> **Problem statement**
Reproduce the listing below verbatim, keeping every line in its original order and form.
___ Provided records
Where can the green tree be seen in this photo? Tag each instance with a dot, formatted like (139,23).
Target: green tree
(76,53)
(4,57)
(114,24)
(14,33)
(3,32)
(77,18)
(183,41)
______
> **Solution for this task**
Where can the green tree be seen in this photo? Tag each instance with a dot, formatted like (139,23).
Target: green tree
(76,53)
(4,57)
(114,24)
(14,33)
(3,32)
(77,18)
(183,41)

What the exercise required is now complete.